All the lines below need to be output exactly, apart from any images.

Data entries:
BEGIN

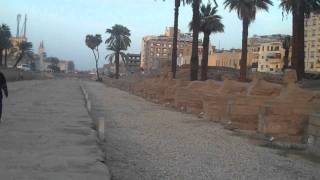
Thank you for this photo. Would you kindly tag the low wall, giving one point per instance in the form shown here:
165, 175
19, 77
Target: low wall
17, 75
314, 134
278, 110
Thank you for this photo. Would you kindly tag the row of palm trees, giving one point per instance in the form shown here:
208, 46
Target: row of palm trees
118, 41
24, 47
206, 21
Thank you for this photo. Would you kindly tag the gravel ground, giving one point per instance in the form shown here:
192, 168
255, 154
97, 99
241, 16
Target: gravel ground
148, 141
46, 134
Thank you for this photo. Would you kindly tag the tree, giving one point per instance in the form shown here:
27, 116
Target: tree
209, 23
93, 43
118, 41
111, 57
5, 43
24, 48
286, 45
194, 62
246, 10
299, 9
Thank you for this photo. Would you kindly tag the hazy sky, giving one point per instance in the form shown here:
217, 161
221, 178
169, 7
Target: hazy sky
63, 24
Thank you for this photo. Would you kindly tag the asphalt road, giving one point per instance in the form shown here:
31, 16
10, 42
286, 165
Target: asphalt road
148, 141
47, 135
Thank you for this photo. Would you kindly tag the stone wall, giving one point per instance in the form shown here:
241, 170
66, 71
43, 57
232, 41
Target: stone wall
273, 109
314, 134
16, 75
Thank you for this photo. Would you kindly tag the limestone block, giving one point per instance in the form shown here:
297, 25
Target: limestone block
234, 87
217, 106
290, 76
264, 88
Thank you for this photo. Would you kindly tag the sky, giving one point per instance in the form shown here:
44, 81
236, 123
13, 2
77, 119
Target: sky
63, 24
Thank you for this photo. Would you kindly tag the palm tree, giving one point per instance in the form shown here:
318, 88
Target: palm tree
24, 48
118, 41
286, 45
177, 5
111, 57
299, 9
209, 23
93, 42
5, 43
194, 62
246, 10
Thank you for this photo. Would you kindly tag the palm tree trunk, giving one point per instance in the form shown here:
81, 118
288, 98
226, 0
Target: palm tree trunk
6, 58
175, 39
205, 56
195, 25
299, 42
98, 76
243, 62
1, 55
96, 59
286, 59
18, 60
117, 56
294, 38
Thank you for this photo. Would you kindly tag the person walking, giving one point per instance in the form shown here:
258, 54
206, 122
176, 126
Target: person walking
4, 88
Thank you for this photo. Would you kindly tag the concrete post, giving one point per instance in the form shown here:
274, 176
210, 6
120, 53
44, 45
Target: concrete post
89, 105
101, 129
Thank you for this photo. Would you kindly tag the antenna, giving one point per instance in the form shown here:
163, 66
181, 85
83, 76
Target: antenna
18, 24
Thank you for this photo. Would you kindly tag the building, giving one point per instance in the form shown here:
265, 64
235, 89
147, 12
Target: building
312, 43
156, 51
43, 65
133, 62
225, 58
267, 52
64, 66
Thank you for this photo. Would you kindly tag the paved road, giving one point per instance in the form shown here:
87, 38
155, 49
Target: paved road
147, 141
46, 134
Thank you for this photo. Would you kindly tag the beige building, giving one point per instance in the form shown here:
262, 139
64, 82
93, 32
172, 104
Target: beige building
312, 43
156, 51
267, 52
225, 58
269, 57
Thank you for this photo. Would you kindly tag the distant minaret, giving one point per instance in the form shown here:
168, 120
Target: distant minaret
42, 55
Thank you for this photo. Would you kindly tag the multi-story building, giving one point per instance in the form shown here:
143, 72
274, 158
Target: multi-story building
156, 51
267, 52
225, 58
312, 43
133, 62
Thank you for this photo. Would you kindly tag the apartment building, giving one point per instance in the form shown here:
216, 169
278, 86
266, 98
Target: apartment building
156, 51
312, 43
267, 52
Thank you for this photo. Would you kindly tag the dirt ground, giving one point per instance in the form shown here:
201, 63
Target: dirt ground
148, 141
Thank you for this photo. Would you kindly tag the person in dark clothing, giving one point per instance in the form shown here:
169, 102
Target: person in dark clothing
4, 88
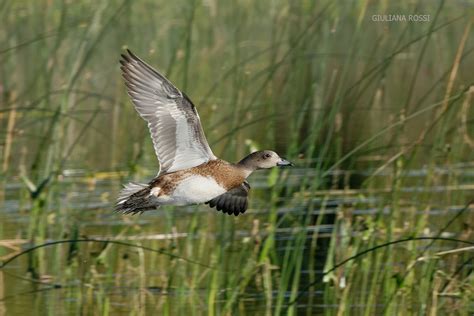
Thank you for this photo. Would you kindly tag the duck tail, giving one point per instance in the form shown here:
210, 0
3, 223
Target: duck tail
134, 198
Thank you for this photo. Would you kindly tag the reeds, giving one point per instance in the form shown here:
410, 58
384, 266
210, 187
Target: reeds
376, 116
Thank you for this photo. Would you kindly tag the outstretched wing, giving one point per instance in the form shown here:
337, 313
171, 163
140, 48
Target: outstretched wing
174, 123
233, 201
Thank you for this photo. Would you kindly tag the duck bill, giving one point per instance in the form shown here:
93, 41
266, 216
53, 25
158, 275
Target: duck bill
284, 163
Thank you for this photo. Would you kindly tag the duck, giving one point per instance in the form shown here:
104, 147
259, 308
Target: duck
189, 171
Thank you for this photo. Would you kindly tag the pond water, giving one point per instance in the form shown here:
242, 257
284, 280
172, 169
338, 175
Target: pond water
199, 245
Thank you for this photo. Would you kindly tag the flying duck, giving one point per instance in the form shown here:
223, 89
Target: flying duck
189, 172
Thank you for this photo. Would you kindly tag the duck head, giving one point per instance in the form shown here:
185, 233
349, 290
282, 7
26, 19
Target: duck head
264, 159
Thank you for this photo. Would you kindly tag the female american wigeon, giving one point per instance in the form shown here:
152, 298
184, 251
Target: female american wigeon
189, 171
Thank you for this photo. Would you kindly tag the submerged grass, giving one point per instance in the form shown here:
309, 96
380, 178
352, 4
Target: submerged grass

END

*Response:*
Thank you for this photo. Would you kindly tag the low wall, giving one point per instance in the form shown here:
165, 175
19, 77
Target: low wall
17, 75
314, 134
278, 110
Thank you for this photo. Would you kindly tag the row of palm trees, giving one point per instance in the form shown here:
208, 46
Target: row of palm trees
118, 41
24, 47
206, 21
Thank you for this photo. Would you kindly tag the gravel ground, giving one point per instance in the form shown here:
192, 168
255, 154
97, 99
241, 16
Target: gravel ground
148, 141
46, 134
Thank you for this photo. Would you kindly tag the tree, giving one point per instance in the form shown here:
27, 116
Target: tree
209, 23
93, 43
118, 41
111, 57
5, 43
24, 48
286, 45
194, 62
246, 10
299, 9
Thank you for this photo. Would you kindly tag the hazy sky, giving one point per instance in the form shown here:
217, 161
221, 178
169, 7
Target: hazy sky
63, 24
Thank you for this photo. Would you kindly tag the asphalt road, giving one point per instance in the form shown here:
31, 16
10, 42
286, 165
Target: asphalt road
148, 141
47, 135
Thank you for this photo. Would you kindly tag the stone wall, giving one point per instance in the form shown here:
241, 170
66, 71
43, 57
232, 41
Target: stone wall
273, 109
314, 134
16, 75
Thank you for this photo. Would you kindly tag the limestone block, giving one point per instance in the form shown here:
297, 25
Target: limestone block
234, 87
217, 106
290, 76
264, 88
Thank you for this photo. Would you kindly tag the sky, giving one point per instance in the form shown here:
44, 81
236, 123
13, 2
77, 119
Target: sky
63, 24
Thank you for this photo. Would you kindly tag the palm tree, giving one point per instance in the form shown here:
318, 88
Target: palm tree
24, 48
118, 41
286, 45
177, 5
111, 57
299, 9
209, 23
93, 42
5, 43
194, 62
246, 10
Thank you for this photo. Would you kindly tag the palm tree trunk, giving one point per instance in the form shown here:
81, 118
288, 98
226, 0
Target: palm tree trunk
6, 58
175, 39
205, 56
195, 25
299, 42
98, 76
243, 62
1, 55
96, 59
286, 59
18, 60
117, 56
294, 38
Thank you for this photo. Would you kindly tag the person walking, giving one point per instance in the form shown here:
258, 54
206, 122
176, 126
Target: person walking
4, 88
Thank you for this photo. Would you kindly tag the concrete post, giving one point per instance in the form shown here:
274, 176
210, 6
120, 53
44, 45
Target: concrete post
89, 105
101, 129
Thank you for this photo. Would you kindly tag the antenna, giving one point per instance in the form shown here:
163, 66
181, 85
83, 76
Target: antenna
18, 24
Thank you for this photo. Would you kindly tag the building, giving one point per instance in the form shown here:
265, 64
235, 89
147, 12
Target: building
312, 43
156, 51
43, 65
133, 62
225, 58
267, 52
64, 66
Thank you for this photo. Would you kindly tag the paved road, giving one point per instance in the form shown here:
87, 38
155, 49
Target: paved road
147, 141
46, 134
Thank you for this photo. Would you kindly tag the beige building, giving one point per instance in the form shown here:
262, 139
64, 82
93, 32
172, 104
Target: beige building
312, 43
156, 51
267, 52
225, 58
269, 57
Thank you for this photo. Would you kindly tag the distant minaret, giving one point per instance in the form shown here:
168, 120
Target: distant minaret
42, 55
Thank you for this photo. Would you kindly tag the multi-story building, giving one point per instance in the form shown here:
143, 72
274, 158
Target: multi-story building
156, 51
267, 52
225, 58
312, 43
133, 62
Thank you for this photo. Would you kindly tag the apartment building, giving one point per instance in the form shown here:
216, 169
278, 86
266, 98
Target: apartment building
156, 51
312, 43
267, 52
Thank you for this photo. Would you kindly tag the dirt ground, giving one point per instance in the form shown here:
201, 63
Target: dirt ground
148, 141
Thank you for this photo. Would you kindly tag the person in dark clothing, giving one point per instance in the form shown here:
169, 102
Target: person in dark clothing
4, 88
Thank you for this photo. Would you kindly tag the duck tail, giving one point per instance in the form shown here:
210, 0
3, 223
Target: duck tail
134, 198
Thank you for this photo. Would you kindly tag the reeds, giving one point per instance in the form shown here:
410, 58
384, 266
210, 187
Target: reeds
376, 116
Thank you for this photo. Would you kindly tag the outstretched wing, giving one point per instance in the form shown here:
337, 313
171, 163
140, 48
Target: outstretched wing
174, 123
233, 201
Thank you for this photo. Would you kindly tag the duck bill, giving one point per instance in the form shown here:
93, 41
266, 216
53, 25
158, 275
Target: duck bill
284, 163
Thank you for this photo. Would you kindly tag the duck, giving one point per instance in the form shown here:
104, 147
259, 308
Target: duck
189, 171
Thank you for this photo. Would you kindly tag the pond water, giving one point per instance in the form shown here:
242, 257
284, 280
172, 169
338, 175
Target: pond water
199, 245
Thank you for this photo. Would you kindly tag the flying duck, giving one point per instance in the form shown here:
223, 89
Target: flying duck
189, 172
Thank you for this photo. Would you kindly tag the duck head, giving one point per instance in the form shown here:
185, 233
349, 290
282, 7
26, 19
Target: duck head
264, 159
Thank you for this photo. Would you kindly tag the female american wigeon, giving one point per instance in the form shown here:
152, 298
184, 251
Target: female american wigeon
189, 171
Thank you for this photo. Would you kindly tag the submerged grass, giving one point per instance in the form shown here:
309, 96
380, 178
352, 4
Target: submerged grass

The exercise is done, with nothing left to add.